━━━━━ Given records

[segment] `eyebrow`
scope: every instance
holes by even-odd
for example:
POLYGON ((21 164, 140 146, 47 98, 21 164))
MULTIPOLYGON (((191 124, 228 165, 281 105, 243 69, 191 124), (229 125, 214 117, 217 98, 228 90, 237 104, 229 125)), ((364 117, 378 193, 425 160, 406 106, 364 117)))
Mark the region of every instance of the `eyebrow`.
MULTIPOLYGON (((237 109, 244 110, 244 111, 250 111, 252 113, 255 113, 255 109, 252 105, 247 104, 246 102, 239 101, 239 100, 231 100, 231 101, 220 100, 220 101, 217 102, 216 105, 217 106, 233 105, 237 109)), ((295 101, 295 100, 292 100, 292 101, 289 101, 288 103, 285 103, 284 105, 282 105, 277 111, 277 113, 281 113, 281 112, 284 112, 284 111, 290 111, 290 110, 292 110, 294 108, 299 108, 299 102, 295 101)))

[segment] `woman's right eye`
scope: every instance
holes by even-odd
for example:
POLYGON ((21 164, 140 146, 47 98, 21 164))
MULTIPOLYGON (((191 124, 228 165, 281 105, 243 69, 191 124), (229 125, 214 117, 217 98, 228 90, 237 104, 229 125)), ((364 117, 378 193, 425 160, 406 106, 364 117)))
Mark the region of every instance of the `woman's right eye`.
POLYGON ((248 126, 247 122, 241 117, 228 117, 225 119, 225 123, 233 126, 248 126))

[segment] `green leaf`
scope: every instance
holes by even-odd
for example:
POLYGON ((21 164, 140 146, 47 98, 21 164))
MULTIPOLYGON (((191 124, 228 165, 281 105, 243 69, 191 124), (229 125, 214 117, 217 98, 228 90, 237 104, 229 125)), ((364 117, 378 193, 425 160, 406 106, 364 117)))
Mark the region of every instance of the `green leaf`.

━━━━━━━━━━

:: Problem description ::
Return each line of the records that contains the word "Mark". Case counts.

:: Exercise result ::
Mark the region of every instance of the `eyebrow`.
Mark the region of every instance of the `woman's right eye`.
Mark the region of every instance of the `green leaf`.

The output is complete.